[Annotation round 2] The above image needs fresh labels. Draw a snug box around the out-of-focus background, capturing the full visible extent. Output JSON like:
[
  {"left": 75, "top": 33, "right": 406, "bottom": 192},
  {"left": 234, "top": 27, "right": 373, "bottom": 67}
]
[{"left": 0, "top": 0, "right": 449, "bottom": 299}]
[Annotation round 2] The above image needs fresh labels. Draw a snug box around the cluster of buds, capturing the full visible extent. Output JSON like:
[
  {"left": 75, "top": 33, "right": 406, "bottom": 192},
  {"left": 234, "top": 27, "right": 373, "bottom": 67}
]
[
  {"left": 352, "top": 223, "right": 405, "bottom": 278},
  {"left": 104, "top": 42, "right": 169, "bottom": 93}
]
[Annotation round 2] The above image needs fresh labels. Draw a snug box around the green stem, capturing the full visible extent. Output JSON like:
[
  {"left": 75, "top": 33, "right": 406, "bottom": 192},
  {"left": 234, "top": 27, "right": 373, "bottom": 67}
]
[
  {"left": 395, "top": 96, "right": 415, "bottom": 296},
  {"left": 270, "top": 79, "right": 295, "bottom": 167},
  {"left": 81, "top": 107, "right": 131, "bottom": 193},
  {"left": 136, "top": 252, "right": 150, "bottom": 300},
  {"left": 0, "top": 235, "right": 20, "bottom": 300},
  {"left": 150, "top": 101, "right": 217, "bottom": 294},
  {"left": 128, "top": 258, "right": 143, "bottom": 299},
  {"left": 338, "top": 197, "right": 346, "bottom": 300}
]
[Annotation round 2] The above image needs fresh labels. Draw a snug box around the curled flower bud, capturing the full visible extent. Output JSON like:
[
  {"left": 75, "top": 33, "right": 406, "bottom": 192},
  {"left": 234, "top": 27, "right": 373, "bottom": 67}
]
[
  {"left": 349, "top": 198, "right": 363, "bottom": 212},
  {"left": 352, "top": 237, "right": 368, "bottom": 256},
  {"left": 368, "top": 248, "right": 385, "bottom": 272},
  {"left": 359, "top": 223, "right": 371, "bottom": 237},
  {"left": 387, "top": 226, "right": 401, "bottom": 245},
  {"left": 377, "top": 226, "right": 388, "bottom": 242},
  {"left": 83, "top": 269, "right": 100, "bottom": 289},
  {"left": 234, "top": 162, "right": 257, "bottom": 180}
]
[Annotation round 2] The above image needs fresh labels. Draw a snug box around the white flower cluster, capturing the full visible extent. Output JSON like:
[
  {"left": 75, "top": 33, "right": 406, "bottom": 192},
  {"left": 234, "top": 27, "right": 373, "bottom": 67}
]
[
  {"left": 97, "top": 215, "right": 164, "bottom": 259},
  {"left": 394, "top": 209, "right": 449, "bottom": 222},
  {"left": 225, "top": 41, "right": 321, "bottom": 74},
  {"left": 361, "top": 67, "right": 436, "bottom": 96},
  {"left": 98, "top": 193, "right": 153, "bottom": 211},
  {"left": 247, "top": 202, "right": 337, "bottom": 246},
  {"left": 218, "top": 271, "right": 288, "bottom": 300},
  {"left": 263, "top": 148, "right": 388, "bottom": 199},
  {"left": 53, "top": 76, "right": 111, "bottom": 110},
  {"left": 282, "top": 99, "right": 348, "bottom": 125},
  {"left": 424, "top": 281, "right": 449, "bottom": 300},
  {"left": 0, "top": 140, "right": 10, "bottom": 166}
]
_ _ _
# [WORK TO DO]
Please copy all of the lines above without changing anything.

# [RESULT OF THE TASK]
[Annotation round 2] The above image needs fresh labels. Draw a snug box around the out-of-focus background, capturing the full visible extent. Output JSON like:
[
  {"left": 75, "top": 33, "right": 406, "bottom": 192},
  {"left": 234, "top": 27, "right": 373, "bottom": 67}
]
[{"left": 0, "top": 0, "right": 449, "bottom": 299}]
[Annotation round 2] The above image needs fresh labels. Draw a snug box around the cluster of buds, capturing the full visible extent. Output JSON like:
[
  {"left": 75, "top": 33, "right": 406, "bottom": 192},
  {"left": 234, "top": 27, "right": 373, "bottom": 67}
]
[
  {"left": 352, "top": 223, "right": 405, "bottom": 278},
  {"left": 104, "top": 42, "right": 169, "bottom": 93}
]
[Annotation round 2] The above image needs fresh labels. Draw a snug box around the green stem, capturing the full visible extent. Output JSON like:
[
  {"left": 75, "top": 33, "right": 406, "bottom": 192},
  {"left": 234, "top": 27, "right": 373, "bottom": 67}
]
[
  {"left": 395, "top": 96, "right": 415, "bottom": 296},
  {"left": 270, "top": 79, "right": 295, "bottom": 167},
  {"left": 81, "top": 107, "right": 131, "bottom": 193},
  {"left": 136, "top": 252, "right": 150, "bottom": 300},
  {"left": 0, "top": 235, "right": 20, "bottom": 300},
  {"left": 150, "top": 101, "right": 217, "bottom": 294},
  {"left": 128, "top": 258, "right": 143, "bottom": 299},
  {"left": 338, "top": 197, "right": 346, "bottom": 300}
]
[Annotation round 2] The above image needs fresh labels. Draw a snug box around the curled flower bud, capturing the full visible extent. Output JSON like:
[
  {"left": 75, "top": 33, "right": 406, "bottom": 192},
  {"left": 234, "top": 27, "right": 373, "bottom": 67}
]
[
  {"left": 349, "top": 198, "right": 363, "bottom": 212},
  {"left": 352, "top": 237, "right": 368, "bottom": 256},
  {"left": 368, "top": 248, "right": 385, "bottom": 272},
  {"left": 359, "top": 223, "right": 371, "bottom": 237},
  {"left": 387, "top": 226, "right": 401, "bottom": 245},
  {"left": 377, "top": 226, "right": 388, "bottom": 242},
  {"left": 83, "top": 269, "right": 100, "bottom": 289},
  {"left": 234, "top": 162, "right": 257, "bottom": 180}
]
[Annotation round 2] The above image needs fresh labels. Draw a snug box around the white flower cluster, capturing the full visible extent. Output JSON like:
[
  {"left": 75, "top": 33, "right": 406, "bottom": 192},
  {"left": 234, "top": 27, "right": 373, "bottom": 67}
]
[
  {"left": 97, "top": 215, "right": 164, "bottom": 259},
  {"left": 394, "top": 209, "right": 449, "bottom": 222},
  {"left": 225, "top": 41, "right": 321, "bottom": 74},
  {"left": 361, "top": 67, "right": 436, "bottom": 96},
  {"left": 98, "top": 193, "right": 153, "bottom": 211},
  {"left": 247, "top": 202, "right": 337, "bottom": 246},
  {"left": 218, "top": 271, "right": 288, "bottom": 300},
  {"left": 263, "top": 148, "right": 388, "bottom": 199},
  {"left": 53, "top": 76, "right": 111, "bottom": 110},
  {"left": 282, "top": 99, "right": 348, "bottom": 125},
  {"left": 424, "top": 281, "right": 449, "bottom": 300},
  {"left": 0, "top": 140, "right": 10, "bottom": 166}
]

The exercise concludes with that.